[Saved entries]
■ ■ ■

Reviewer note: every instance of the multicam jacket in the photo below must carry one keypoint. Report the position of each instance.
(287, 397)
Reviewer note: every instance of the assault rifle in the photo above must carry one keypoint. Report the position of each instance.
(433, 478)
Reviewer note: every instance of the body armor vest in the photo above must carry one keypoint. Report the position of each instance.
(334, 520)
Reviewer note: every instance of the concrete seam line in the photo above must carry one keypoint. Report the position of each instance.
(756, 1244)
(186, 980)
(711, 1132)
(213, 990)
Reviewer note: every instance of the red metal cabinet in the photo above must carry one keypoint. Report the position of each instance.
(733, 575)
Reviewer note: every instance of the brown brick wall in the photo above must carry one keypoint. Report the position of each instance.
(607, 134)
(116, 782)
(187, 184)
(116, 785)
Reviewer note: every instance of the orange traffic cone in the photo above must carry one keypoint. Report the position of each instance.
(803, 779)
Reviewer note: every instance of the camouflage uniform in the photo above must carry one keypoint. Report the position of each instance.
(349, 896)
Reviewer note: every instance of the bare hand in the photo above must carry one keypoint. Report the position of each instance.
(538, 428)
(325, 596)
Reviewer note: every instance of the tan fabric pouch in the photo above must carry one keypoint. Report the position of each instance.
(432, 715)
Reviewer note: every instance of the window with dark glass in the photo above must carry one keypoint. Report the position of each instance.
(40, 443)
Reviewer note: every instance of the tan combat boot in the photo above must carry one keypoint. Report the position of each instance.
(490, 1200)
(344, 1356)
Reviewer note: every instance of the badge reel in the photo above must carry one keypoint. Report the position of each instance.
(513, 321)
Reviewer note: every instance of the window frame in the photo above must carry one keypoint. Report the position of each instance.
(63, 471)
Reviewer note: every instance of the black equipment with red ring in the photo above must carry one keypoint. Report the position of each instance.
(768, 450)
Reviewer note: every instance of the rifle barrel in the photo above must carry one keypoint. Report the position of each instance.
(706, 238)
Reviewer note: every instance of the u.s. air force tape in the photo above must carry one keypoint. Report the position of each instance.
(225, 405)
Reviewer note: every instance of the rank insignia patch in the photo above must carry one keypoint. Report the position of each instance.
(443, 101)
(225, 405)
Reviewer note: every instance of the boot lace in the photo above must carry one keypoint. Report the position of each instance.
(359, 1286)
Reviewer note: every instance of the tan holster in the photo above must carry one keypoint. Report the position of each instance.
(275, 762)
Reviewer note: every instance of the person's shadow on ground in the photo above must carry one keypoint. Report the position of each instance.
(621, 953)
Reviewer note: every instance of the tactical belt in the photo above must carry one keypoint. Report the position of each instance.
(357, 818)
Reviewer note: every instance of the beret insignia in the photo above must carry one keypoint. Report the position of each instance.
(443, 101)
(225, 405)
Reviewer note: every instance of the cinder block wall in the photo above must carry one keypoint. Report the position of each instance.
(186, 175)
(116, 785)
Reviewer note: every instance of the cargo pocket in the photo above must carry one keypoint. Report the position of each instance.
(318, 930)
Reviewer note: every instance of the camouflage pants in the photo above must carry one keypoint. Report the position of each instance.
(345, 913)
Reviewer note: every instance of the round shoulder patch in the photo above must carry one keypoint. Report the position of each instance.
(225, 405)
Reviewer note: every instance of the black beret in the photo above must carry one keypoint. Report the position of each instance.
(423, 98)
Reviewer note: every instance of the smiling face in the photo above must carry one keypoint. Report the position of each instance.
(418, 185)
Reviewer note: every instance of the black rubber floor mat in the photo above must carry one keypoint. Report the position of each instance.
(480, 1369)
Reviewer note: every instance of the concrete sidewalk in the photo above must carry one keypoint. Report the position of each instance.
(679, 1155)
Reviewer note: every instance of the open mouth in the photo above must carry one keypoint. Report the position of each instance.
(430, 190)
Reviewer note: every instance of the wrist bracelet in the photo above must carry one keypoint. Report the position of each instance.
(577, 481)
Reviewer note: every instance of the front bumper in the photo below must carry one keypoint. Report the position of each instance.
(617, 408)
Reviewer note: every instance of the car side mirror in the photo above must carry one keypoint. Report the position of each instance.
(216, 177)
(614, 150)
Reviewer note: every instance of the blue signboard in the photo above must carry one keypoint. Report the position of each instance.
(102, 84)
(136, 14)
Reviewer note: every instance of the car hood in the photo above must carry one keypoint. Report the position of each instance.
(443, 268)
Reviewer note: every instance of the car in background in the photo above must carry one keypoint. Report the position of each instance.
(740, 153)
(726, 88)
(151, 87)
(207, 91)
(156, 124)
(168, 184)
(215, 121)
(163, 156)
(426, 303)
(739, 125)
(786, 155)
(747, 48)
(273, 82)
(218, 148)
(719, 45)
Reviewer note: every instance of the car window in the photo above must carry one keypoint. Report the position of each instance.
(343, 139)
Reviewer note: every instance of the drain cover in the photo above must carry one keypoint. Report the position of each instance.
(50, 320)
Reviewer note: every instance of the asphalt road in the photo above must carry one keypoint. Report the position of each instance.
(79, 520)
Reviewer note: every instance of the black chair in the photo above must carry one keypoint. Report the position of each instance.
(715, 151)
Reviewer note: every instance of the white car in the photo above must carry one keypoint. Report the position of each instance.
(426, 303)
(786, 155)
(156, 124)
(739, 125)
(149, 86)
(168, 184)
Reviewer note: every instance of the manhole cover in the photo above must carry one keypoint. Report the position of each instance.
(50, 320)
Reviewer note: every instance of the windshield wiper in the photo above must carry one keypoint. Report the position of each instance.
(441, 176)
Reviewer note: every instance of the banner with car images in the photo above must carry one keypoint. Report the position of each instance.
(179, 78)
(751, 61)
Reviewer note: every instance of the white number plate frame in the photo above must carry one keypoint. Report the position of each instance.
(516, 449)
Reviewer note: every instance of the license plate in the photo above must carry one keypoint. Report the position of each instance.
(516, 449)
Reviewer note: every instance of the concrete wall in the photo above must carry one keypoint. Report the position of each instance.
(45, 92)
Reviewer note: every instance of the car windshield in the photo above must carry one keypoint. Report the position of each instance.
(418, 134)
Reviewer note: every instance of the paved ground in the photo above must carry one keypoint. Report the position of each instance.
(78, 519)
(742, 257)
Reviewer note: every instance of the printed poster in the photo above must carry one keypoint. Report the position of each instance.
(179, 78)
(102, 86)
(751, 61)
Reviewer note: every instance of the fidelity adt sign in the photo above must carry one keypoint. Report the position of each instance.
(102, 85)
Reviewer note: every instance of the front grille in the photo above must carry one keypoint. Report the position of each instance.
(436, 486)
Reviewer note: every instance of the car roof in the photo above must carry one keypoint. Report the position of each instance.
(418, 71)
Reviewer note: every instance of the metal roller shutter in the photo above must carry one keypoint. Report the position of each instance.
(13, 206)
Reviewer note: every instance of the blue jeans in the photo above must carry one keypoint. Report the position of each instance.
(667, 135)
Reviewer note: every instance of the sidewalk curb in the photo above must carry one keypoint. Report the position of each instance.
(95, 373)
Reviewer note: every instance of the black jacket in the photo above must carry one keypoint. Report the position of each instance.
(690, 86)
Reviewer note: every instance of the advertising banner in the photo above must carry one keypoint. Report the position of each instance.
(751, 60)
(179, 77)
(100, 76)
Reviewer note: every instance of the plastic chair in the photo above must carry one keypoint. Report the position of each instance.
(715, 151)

■ ■ ■

» WORK ORDER
Copy out each line of the records character for character.

» EXERCISE OUTPUT
Reviewer note: every instance of the multicam jacket in the photo below must carry one keypoint. Report the position of each instance.
(287, 397)
Reviewer note: every instance of the assault rifle in the photo above must carry one keypoint. Report the position of each instance.
(433, 478)
Reviewer note: every instance of the body armor vest in the photo above must carry one keypoint. Report the position of each instance.
(334, 520)
Reviewer note: every instance of the concrete seam line in the photo above must carry one keypoint. Report the position of each instance.
(756, 1244)
(186, 980)
(711, 1132)
(213, 990)
Reviewer note: every instance of the red metal cabinet in the photo above must carry one keypoint. Report the position of each instance.
(733, 575)
Reviewer note: every instance of the brown brick wall in the photo above must carry one keypoint. Report the position of each instance.
(607, 134)
(116, 782)
(187, 184)
(116, 785)
Reviewer note: every instance of the orange traffic cone in the photo above must carry one keypoint. Report the position of each instance.
(803, 779)
Reviewer note: every instance of the camouflage uniform in the photo above must carry one keypoint. Report the position of each instance.
(349, 896)
Reviewer note: every instance of the bare hand in the photo above must carry one keypoint. Report the position of each instance.
(538, 428)
(325, 596)
Reviewer note: every instance of the tan fabric pouch in the photo above must carry one keypoint. Report the position of each instance.
(432, 715)
Reviewer note: every instance of the window with dark glass in the photo above must carry one keypoint. Report the position of each instance.
(40, 443)
Reviewer note: every instance of the tan combat boot in the photo above must carry one keypoint. Report the position of each instance.
(490, 1200)
(344, 1356)
Reviewer note: every instance of the badge reel in the photo above must carry one keypoint. Report the position of each instance.
(513, 321)
Reviewer note: every instance of the window frame in the photo above must carry one keypoint. Report the position of each instance.
(63, 471)
Reviewer note: every instance of the black equipment with red ring in the photo above must carry one keypoint. Report the position of each instance.
(768, 450)
Reviewer note: every instance of the rifle barrel in the photo above must carry one keypoint. Report the position of each instance.
(706, 238)
Reviewer note: every instance of the u.s. air force tape in the photo above must carry one keypoint. Report the position of each instance.
(225, 405)
Reviewer note: every instance of the rank insignia patch in the photo above must carry one keypoint. Report the position of each instance.
(443, 101)
(225, 405)
Reviewer note: every instance of the boot lace in the photo above must carry one keypoint. Report the position of each instance.
(359, 1286)
Reviewer note: every instance of the tan holster in the photo above must carry one keypoint. Report the position of each instance.
(275, 762)
Reviewer note: every instance of the person's shadow on ground in the photo above must carry one keypoint. Report the position of each instance.
(621, 953)
Reviewer note: every instance of the tactical belt in the photo above must carry one keypoint. Report the position of each instance.
(357, 818)
Reviewer note: every instance of the beret insignia in the photo above must carry one keypoint. Report the position of each instance.
(443, 101)
(225, 405)
Reviewer note: every instance of the cinder block wall in the photo above must carry one keypoint. Report the position of each instance.
(186, 175)
(116, 785)
Reviewer note: every instance of the cargo pocket in the photo above must carry one keypoint. Report the position of each instance.
(318, 930)
Reviewer note: every instance of the camouflage pants in the photo above must carry one keypoint. Report the position of each instance.
(345, 913)
Reviewer note: every instance of the round shoulder patch in the photo above must carry one keypoint. Report the position of each instance.
(225, 405)
Reviewer note: every instance of the black beret in the photo above must carry one keypoint. Report the position of each instance.
(423, 98)
Reviewer note: every instance of the smiling face in the photo above must carry one keypoint. Report the position of each instance.
(418, 185)
Reviewer note: every instance of the black rubber floor mat in the photo above must carry one keypoint. Report the position of each instance.
(480, 1369)
Reviewer note: every instance of the concrete sidewalk in the photo above must carry one keypoint. Report the position of each instance.
(679, 1155)
Reviewer note: every instance of the open mouth in the photo above must carry one keypoint. Report the position of each instance.
(430, 190)
Reviewer note: every instance of the wrist bracelet in the photo above must carry one keypoint. Report the position of each instance.
(577, 481)
Reviewer note: every instance of the front bumper in the photo below must carry one keypoint. Report the position of each instance.
(617, 408)
Reviewer note: every instance of the car side mirror in the photo above must carry one keypoint. Report the position of each instance.
(216, 177)
(614, 150)
Reviewer note: every instance of the blue signboard in the photo above must carry one keypoint. Report the position of each instance.
(102, 84)
(136, 14)
Reviewer note: every instance of the car hood in the photo above must carry one keypoint. Report the position of each instance.
(443, 268)
Reviewer note: every instance of the car in background in the photo above must carry one keypoint. Report the position of each instance.
(740, 153)
(726, 88)
(151, 87)
(207, 91)
(156, 124)
(168, 184)
(215, 121)
(163, 156)
(426, 303)
(739, 125)
(786, 155)
(747, 48)
(273, 82)
(218, 148)
(719, 45)
Reviewer note: every instance of the car window in the photo above must carry one keypoint. Report the position of each instance.
(343, 139)
Reviewer note: every instance of the drain cover in the photo above must carry one keypoint. Report the position of each instance.
(50, 320)
Reviewer note: every instance of the asphalt road in the photo above must carry one keypoint. Report the position of each instance.
(79, 520)
Reviewer note: every instance of the black chair in the photo above must carry one keypoint. Report the position of each instance.
(715, 151)
Reviewer note: every instance of the white car in the photo above must carry one keypoint. Report the position of each instance.
(426, 303)
(786, 155)
(156, 124)
(739, 125)
(149, 86)
(168, 184)
Reviewer note: every instance of the manhole cover in the photo above must carry one keypoint. Report the position of each instance.
(50, 320)
Reviewer note: every instance of the windshield wiper in the photo above must carry one keypoint. Report the position of each instance.
(441, 176)
Reviewer note: every instance of the banner with car images in the photo above must carry one keypoint. Report the position of each instance.
(179, 78)
(751, 61)
Reviewer note: every instance of the white number plate frame in the photo above must carry one keypoint. Report the position of each instance.
(516, 449)
Reviewer note: every instance of the license plate in the photo above must carry one keypoint. Report the position of each instance.
(516, 449)
Reviewer note: every instance of the concrete wall in the photo above must carry one keypoint. Report the position of each instance.
(45, 92)
Reviewer note: every instance of the car windshield in the photo above must carry one keypoint. Report the position of each instance.
(418, 134)
Reviewer note: every instance of the paved ground in the photo above must carry one keypoint. Report the position of each instance.
(78, 519)
(742, 257)
Reviewer note: every instance of the printed poster in the photo above must carry one keypoint. Report the position of each instance.
(179, 78)
(102, 86)
(751, 61)
Reviewer note: every instance of the fidelity adt sign in the photo above must carry one keypoint. Report the position of each instance.
(102, 85)
Reviewer note: every instance of the front grille in the photo above must carry one keypoint. Report the position of each instance.
(436, 486)
Reviewer note: every instance of the car roof in the photo above must carry one keypoint. Report the position of each instance.
(418, 71)
Reviewer note: every instance of the metal roller shutter in the photo above must carry one keypoint. Report the position of each instance.
(13, 206)
Reviewer note: every instance of the blue jeans in the photo above must carry one keypoint. Report the position of each instance.
(667, 135)
Reviewer note: every instance of the sidewalk curb in the photo above must carry one keypoint. Report the position of each instance.
(95, 373)
Reviewer note: every instance of the black jacket in the photo above must carry one keypoint. Report the position of each instance.
(690, 86)
Reviewer note: every instance of the advertising banner in the photo above must carry one keypoint. Report the position of each instance.
(751, 60)
(179, 77)
(100, 76)
Reviewer note: every instance of the plastic chair in the photo above must carry one keypoint. Report the position of each instance.
(715, 151)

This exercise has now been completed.